### Soal Singkat 1
Tulis kembali bagian catatan dari baris yang memuat "Hello! I'm working on an inventory count and need the tortoise" sampai akhir catatan, dengan mengganti "inventory count" menjadi "stock check" tanpa perubahan lain.

Dugaan kasus pelecehan seksual terhadap beberapa perawat
oleh seorang oknum kepala Puskesmas di Timika masih dalam penyelidikan namun
terkesan lambat. Pasalnya, hingga kini penyidik Polres Mimika belum menetapkan
siapa tersangkanya. Padahal menurut informasi, penyidik sudah memanggil pihak
korban, saksi bahkan oknum terlapor tersebut, untuk mengambil berita acara
pemeriksaan (BAP).
Kasus dugaan pelecehan seksual ini mulai terkuak ke publik
sejak Desember 2023 lalu. Korban dan dugaan pelaku adalah rekan sekerja antara
atasan dan bawahan. Pihak Persatuan Perawat Nasional Indonesia (PPNI) Kabupaten
Mimika kemudian mengadukan kasus ini ke Polres Mimika.
Sejauh ini, penyidik Polres Mimika telah memeriksa 6 orang
saksi dan polisi masih melakukan penyelidikan untuk kasus dugaan pelecehan
seksual ini. Hati siapa yang tidak miris, marah dan emosi ketika mengetahui
anak perempuan, rekan seprofesi atau bahkan istri dilecehkan oleh atasan.

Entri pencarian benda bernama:
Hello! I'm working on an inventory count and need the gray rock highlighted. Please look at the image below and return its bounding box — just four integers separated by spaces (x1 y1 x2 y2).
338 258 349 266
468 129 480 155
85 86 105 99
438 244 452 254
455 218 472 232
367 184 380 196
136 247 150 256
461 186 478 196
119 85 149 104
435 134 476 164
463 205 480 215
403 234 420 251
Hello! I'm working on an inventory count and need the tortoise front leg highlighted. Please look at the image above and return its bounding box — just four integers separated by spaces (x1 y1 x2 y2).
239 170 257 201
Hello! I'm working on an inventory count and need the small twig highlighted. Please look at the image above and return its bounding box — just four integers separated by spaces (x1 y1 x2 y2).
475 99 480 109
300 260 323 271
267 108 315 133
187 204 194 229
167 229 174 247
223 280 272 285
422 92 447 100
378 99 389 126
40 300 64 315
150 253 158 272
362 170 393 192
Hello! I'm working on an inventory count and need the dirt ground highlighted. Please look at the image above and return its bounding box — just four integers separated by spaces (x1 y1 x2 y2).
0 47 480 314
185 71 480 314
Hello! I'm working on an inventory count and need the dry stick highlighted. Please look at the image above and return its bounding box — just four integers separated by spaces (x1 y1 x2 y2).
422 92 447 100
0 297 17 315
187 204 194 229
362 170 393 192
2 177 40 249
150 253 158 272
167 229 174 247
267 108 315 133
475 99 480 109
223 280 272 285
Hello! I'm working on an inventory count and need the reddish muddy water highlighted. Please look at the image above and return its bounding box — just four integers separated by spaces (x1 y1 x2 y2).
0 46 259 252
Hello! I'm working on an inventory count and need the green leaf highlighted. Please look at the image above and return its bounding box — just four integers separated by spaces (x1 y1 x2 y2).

### Soal Singkat 2
Menurut kutipan bacaan, berapa orang saksi yang sejauh ini telah diperiksa penyidik Polres Mimika?

### Jawaban Tertulis 1
Hello! I'm working on an stock check and need the tortoise front leg highlighted. Please look at the image above and return its bounding box — just four integers separated by spaces (x1 y1 x2 y2).
239 170 257 201
Hello! I'm working on an stock check and need the small twig highlighted. Please look at the image above and return its bounding box — just four integers separated by spaces (x1 y1 x2 y2).
475 99 480 109
300 260 323 271
267 108 315 133
187 204 194 229
167 229 174 247
223 280 272 285
422 92 447 100
378 99 389 126
40 300 64 315
150 253 158 272
362 170 393 192
Hello! I'm working on an stock check and need the dirt ground highlighted. Please look at the image above and return its bounding box — just four integers separated by spaces (x1 y1 x2 y2).
0 47 480 314
185 71 480 314
Hello! I'm working on an stock check and need the dry stick highlighted. Please look at the image above and return its bounding box — just four integers separated by spaces (x1 y1 x2 y2).
422 92 447 100
0 297 17 315
187 204 194 229
362 170 393 192
2 177 40 249
150 253 158 272
167 229 174 247
267 108 315 133
475 99 480 109
223 280 272 285
Hello! I'm working on an stock check and need the reddish muddy water highlighted. Please look at the image above and return its bounding box — just four integers separated by spaces (x1 y1 x2 y2).
0 46 259 252
Hello! I'm working on an stock check and need the green leaf highlighted. Please look at the image above and return its bounding box — just four integers separated by spaces (x1 y1 x2 y2).

### Jawaban Tertulis 2
Enam orang saksi.